■ **What this exercise asks**:
a: In the article on trusting employees to work remotely, translate this sentence into Spanish: "In fact Countries such as Portugal and Barbados are now offering remote working visas."
b: Write the next few sentences of the article on trusting employees to work remotely, picking up after its final sentence.

■ **Text shown**:
_ _ _ _ _ _ _
• Nicky Webster-Hart

Isn't it time we trusted our employees?

Home working pre-covid was seen as unusual and a case, generally speaking, had to be made for it. In fact some felt that it was a privilege for their employees to able to work from home and used this as an opportunity to not pay market rate salaries. A lack of trust was usually implied or for some MD’s openly admitted; they liked to see their staff from the glass office they sat in, made sure they were all working and hitting targets and of course, making the boss their coffee, answering their calls, fetching lunch etc.



With COVID the balance changed, those who were not frontline or key workers had to work from home and a new normal of a work/life balance was established (including making our own coffee, getting our own lunch and answering our own calls). Out of the many lessons learnt was that employees can be trusted to get their work done remotely (even if it wasn’t everyone’s cup of tea) - it could certainly be done and often with great productivity.


In fact some businesses have now realised that trust is important and have rethought their packages to include unlimited holiday (a clever idea that typically results in a lowering of annual leave days taken), work remotely or flexible office space depending on each person’s need and overseas/remote working allocation. In fact Countries such as Portugal and Barbados are now offering remote working visas.


Or is there more to this? How much is trust linked to employee loyalty and engagement? It seems a logical conclusion that if your employer trusted you to do your job from whatever location you choose and at the hours of your choosing there is a good amount of trust there and in response employee engagement would increase considerably.


So why are there still those employers who want everyone back in a fixed office space? Don’t they trust their employees? As an employee would you really want to work somewhere that doesn’t trust you to get your job done remotely/hybrid or from flexible working options (even though you have been doing exactly that for nearly two years)? You know exactly where you do your best work. For some that is working in an office environment, others prefer the ability to drop the daily commute and work remotely.
_ _ _ _ _ _ _
(Items from a data source)

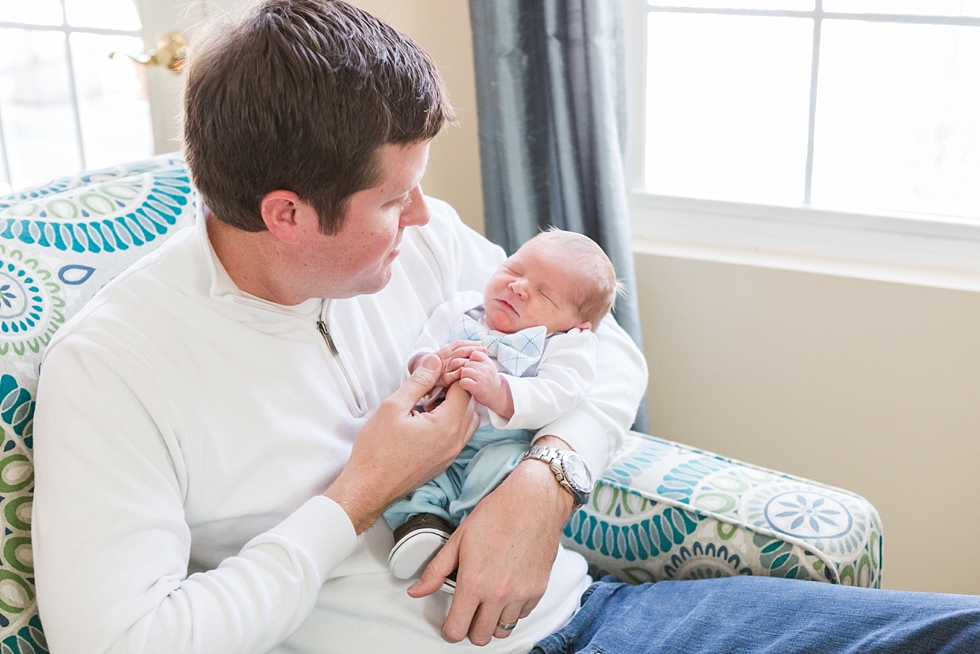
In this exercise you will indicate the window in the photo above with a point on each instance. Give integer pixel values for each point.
(834, 135)
(64, 104)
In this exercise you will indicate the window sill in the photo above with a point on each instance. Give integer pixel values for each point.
(940, 252)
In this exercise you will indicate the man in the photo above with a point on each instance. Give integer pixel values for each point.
(219, 431)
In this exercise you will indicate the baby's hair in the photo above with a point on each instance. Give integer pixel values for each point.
(594, 300)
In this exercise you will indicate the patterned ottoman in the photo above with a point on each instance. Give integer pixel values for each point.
(662, 510)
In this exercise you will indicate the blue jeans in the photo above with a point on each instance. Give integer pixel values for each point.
(764, 614)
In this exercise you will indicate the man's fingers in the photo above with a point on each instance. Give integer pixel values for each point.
(509, 616)
(422, 381)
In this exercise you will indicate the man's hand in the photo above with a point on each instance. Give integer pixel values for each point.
(504, 552)
(399, 449)
(481, 379)
(454, 356)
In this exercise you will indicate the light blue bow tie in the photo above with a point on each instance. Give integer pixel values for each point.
(515, 352)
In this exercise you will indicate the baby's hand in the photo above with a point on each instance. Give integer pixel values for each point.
(480, 378)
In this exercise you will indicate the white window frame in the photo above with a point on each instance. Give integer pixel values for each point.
(940, 251)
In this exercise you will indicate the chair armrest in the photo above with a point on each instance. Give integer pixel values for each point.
(663, 510)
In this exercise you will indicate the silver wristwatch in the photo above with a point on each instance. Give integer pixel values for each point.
(569, 468)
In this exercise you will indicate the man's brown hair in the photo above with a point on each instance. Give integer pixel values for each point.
(298, 95)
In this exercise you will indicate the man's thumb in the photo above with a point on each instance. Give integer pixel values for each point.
(424, 378)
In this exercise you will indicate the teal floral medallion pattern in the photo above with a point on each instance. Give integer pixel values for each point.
(31, 303)
(59, 244)
(668, 511)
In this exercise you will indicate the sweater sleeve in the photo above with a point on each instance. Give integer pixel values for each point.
(594, 428)
(563, 377)
(110, 489)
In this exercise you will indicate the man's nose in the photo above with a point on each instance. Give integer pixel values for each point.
(417, 211)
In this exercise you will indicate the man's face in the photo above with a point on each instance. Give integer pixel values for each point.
(358, 258)
(533, 288)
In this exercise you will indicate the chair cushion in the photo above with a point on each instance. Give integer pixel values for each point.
(59, 244)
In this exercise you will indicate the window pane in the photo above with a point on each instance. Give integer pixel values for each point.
(115, 113)
(35, 106)
(35, 12)
(919, 7)
(799, 5)
(898, 118)
(728, 106)
(108, 14)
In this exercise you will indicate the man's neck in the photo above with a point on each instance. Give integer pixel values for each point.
(253, 260)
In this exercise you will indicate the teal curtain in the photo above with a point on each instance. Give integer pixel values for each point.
(551, 105)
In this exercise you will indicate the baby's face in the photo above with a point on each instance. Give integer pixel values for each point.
(533, 288)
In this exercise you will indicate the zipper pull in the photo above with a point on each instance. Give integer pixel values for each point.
(322, 327)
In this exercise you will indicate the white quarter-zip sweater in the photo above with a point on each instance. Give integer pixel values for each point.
(185, 432)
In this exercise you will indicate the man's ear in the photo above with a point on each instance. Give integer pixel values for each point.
(285, 215)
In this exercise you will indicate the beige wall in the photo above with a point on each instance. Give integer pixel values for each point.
(869, 386)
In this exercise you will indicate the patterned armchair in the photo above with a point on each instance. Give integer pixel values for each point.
(661, 511)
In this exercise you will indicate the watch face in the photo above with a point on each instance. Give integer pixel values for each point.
(577, 473)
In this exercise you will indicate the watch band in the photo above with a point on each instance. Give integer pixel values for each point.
(574, 477)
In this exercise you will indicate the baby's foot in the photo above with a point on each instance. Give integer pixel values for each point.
(416, 543)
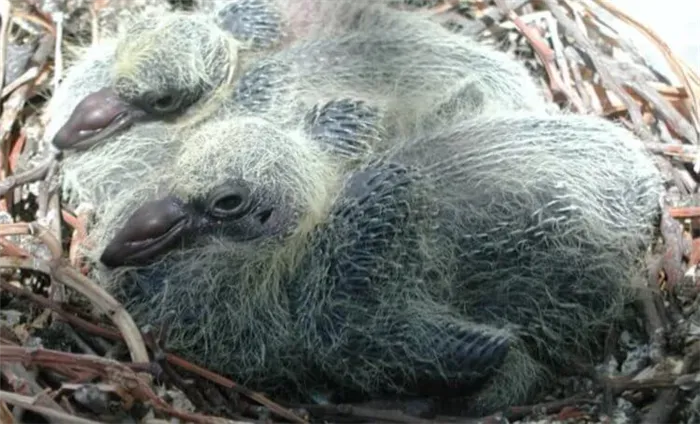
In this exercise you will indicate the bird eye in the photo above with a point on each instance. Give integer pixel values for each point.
(230, 202)
(164, 104)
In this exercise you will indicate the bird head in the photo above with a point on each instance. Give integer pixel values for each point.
(238, 187)
(164, 67)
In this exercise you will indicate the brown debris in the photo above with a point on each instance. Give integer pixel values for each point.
(103, 371)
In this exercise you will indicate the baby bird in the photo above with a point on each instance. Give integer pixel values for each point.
(183, 68)
(476, 259)
(81, 107)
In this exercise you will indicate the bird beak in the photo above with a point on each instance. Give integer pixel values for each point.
(152, 230)
(96, 117)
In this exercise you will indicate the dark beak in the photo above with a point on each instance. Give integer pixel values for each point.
(152, 230)
(95, 118)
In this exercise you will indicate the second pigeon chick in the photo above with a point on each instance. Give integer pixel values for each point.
(479, 258)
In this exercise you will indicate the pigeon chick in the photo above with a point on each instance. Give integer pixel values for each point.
(182, 68)
(477, 259)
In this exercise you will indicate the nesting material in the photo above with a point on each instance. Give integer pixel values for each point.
(48, 307)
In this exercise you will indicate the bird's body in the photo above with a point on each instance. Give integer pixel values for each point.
(183, 69)
(98, 174)
(480, 256)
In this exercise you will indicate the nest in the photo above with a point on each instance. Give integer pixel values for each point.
(70, 353)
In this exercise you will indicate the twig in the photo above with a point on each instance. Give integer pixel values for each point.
(109, 306)
(545, 54)
(58, 57)
(682, 152)
(6, 16)
(683, 71)
(37, 173)
(27, 402)
(607, 79)
(27, 77)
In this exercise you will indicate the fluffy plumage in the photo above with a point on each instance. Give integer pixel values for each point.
(98, 174)
(482, 256)
(183, 67)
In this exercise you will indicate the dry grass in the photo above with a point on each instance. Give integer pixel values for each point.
(46, 300)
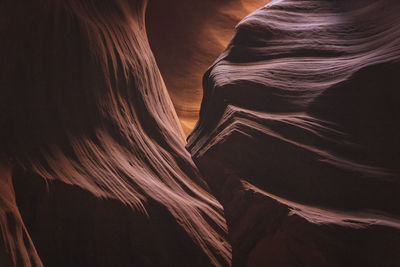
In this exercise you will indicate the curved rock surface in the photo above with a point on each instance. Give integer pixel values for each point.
(83, 102)
(186, 37)
(297, 134)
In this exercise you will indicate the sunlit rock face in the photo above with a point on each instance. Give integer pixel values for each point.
(298, 134)
(186, 37)
(83, 104)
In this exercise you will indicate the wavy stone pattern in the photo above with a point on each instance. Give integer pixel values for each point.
(297, 134)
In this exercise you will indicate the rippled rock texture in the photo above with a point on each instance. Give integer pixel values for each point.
(298, 134)
(83, 105)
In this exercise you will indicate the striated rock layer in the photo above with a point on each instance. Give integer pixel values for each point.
(297, 134)
(186, 36)
(83, 102)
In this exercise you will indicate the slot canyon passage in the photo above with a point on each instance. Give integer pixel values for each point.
(290, 109)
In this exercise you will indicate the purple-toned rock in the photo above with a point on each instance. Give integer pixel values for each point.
(298, 134)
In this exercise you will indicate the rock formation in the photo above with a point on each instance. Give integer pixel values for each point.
(297, 134)
(293, 161)
(82, 102)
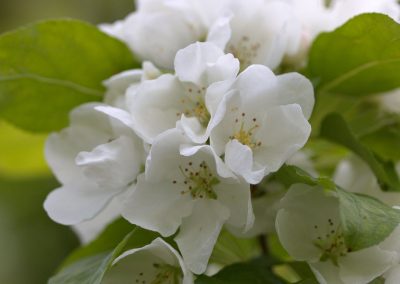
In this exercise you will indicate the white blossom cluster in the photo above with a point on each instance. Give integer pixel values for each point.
(177, 146)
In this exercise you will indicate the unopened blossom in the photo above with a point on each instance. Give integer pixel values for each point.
(266, 196)
(118, 84)
(95, 159)
(390, 102)
(261, 32)
(263, 122)
(255, 31)
(155, 263)
(188, 188)
(309, 228)
(354, 175)
(89, 230)
(190, 96)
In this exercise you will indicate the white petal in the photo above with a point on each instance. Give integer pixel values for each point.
(73, 204)
(88, 230)
(326, 272)
(265, 210)
(365, 265)
(199, 232)
(191, 62)
(225, 68)
(303, 217)
(157, 36)
(283, 131)
(138, 264)
(165, 151)
(114, 165)
(258, 83)
(220, 32)
(92, 128)
(214, 96)
(118, 114)
(157, 206)
(239, 158)
(237, 198)
(156, 106)
(117, 86)
(296, 89)
(210, 157)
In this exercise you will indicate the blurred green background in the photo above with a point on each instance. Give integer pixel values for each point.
(31, 245)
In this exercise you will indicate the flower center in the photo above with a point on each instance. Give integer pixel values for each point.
(245, 50)
(200, 182)
(167, 274)
(332, 244)
(246, 135)
(194, 105)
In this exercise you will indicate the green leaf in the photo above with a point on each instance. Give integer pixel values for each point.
(385, 142)
(257, 271)
(230, 249)
(335, 129)
(308, 281)
(31, 245)
(360, 58)
(289, 175)
(106, 241)
(365, 220)
(89, 270)
(89, 264)
(50, 67)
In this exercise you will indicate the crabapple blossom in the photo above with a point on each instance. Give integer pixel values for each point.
(190, 96)
(118, 84)
(264, 121)
(316, 16)
(159, 28)
(354, 175)
(95, 159)
(188, 187)
(309, 228)
(156, 263)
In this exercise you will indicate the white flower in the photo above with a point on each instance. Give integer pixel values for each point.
(155, 263)
(118, 84)
(316, 17)
(266, 197)
(88, 230)
(261, 32)
(344, 10)
(159, 28)
(255, 32)
(188, 187)
(390, 102)
(265, 208)
(309, 228)
(189, 96)
(95, 159)
(354, 175)
(264, 121)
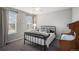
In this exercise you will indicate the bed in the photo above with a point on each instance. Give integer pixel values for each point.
(44, 36)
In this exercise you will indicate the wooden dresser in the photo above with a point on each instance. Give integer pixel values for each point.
(74, 44)
(75, 27)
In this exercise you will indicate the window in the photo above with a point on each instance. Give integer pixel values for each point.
(12, 17)
(29, 19)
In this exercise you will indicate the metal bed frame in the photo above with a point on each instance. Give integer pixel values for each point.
(39, 36)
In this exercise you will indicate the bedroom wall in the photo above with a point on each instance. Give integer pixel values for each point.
(21, 27)
(75, 14)
(60, 19)
(1, 27)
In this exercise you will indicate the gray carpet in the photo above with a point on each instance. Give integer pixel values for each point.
(19, 46)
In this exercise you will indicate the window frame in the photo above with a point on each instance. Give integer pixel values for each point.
(15, 21)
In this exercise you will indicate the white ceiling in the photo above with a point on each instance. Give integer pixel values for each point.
(43, 10)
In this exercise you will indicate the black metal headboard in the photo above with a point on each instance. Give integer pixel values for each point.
(47, 28)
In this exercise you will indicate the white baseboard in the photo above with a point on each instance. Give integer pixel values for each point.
(15, 40)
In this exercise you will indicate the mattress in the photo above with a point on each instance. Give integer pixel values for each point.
(41, 41)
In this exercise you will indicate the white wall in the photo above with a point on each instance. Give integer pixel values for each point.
(75, 14)
(60, 19)
(21, 27)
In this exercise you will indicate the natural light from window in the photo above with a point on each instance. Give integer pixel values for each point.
(12, 16)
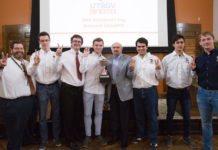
_ _ _ _ _ _ _
■ **Task-by-task results**:
a: De hecho, países como Portugal y Barbados ahora ofrecen visados de trabajo remoto.

b:
After everything we have all gone through during the last few years, surely by now it is time to trust our employees to work the best way that suits them and if you don’t trust them to do a good job then don’t hire them. Micromanaging them remotely is surely a waste of your own productivity and not time best spent. More than that, you risk losing your best employees. Take a look at the freelancing market ask them what their motivating factor was for going it alone and their stories are similar. The lack of flexibility or ability to work remotely pre-pandemic was the catalyst to them deciding to do something else and work for themselves.


HR director has today published an article on a report that has been published by Instant Offices, where over 78% of its surveyed HR respondents said that they had monitored employees accounts for time and productivity. A whopping 94% stated that they tracked their employees emails. The lack of transparency about this and the perceived invasion of privacy, whilst admittedly time spent on company equipment, is almost certainly going to get your employees backs up, particularly if HR departments don't communicate why they you are doing it. The threat of Big Brother looming large won't do much to encourage employee loyalty.